##### Task input #####
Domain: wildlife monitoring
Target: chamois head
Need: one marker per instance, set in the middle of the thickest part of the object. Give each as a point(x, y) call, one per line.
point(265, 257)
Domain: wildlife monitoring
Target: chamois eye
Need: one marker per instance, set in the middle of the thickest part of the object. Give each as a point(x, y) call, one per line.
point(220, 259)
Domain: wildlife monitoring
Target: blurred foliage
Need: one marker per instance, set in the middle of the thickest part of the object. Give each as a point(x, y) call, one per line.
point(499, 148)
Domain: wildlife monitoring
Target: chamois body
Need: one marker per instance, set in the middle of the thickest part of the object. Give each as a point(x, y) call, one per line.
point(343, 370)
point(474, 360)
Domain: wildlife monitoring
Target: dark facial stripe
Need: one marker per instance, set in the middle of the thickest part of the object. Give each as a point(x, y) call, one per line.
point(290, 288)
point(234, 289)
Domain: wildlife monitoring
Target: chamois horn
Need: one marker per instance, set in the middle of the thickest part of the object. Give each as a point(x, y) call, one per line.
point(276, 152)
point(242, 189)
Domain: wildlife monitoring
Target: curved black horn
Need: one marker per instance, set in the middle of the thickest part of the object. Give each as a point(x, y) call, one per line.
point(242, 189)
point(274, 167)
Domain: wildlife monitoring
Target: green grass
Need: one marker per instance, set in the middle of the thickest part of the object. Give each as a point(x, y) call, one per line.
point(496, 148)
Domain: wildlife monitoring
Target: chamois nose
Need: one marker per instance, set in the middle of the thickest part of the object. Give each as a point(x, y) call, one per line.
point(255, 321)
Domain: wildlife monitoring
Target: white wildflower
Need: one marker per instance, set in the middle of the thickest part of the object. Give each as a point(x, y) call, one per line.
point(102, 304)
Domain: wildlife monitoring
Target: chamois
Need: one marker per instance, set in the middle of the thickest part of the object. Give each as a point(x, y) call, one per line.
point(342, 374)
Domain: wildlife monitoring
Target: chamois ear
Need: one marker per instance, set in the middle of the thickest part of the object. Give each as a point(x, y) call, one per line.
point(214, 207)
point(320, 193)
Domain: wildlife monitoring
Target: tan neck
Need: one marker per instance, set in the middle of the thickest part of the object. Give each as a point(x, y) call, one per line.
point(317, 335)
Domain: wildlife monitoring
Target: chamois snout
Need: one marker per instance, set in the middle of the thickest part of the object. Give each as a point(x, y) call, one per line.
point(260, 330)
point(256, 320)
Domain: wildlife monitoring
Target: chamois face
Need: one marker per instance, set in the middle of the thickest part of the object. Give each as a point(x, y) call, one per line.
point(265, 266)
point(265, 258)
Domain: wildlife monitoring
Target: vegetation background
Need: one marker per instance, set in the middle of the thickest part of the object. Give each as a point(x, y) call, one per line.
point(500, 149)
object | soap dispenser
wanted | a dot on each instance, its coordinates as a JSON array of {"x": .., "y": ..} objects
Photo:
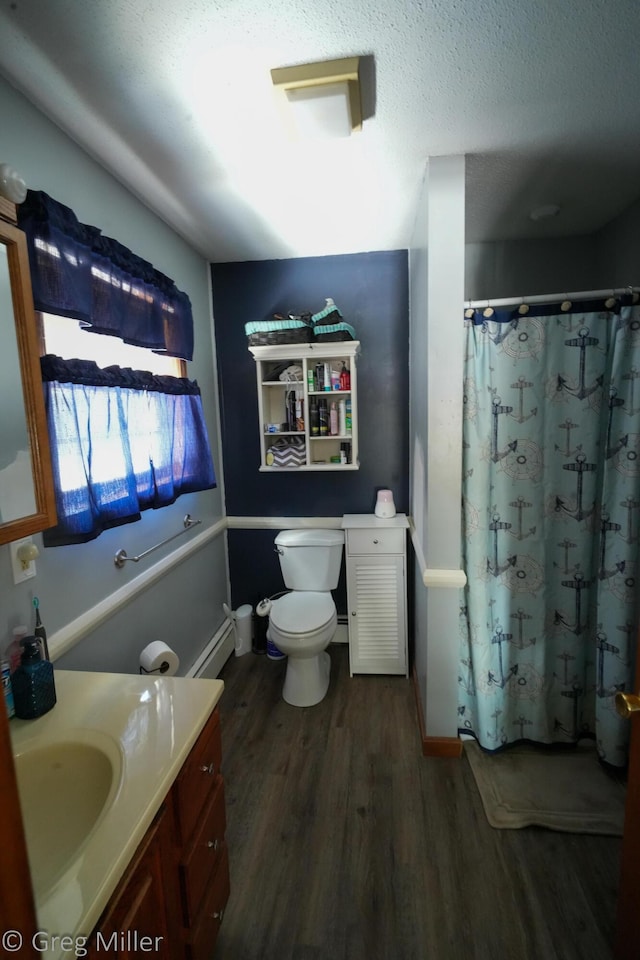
#####
== Job ==
Tally the lines in the data above that contain the string "horn", treating uppercase and lowercase as different. What is the count? Reply with the number only.

== Solution to the exercise ==
2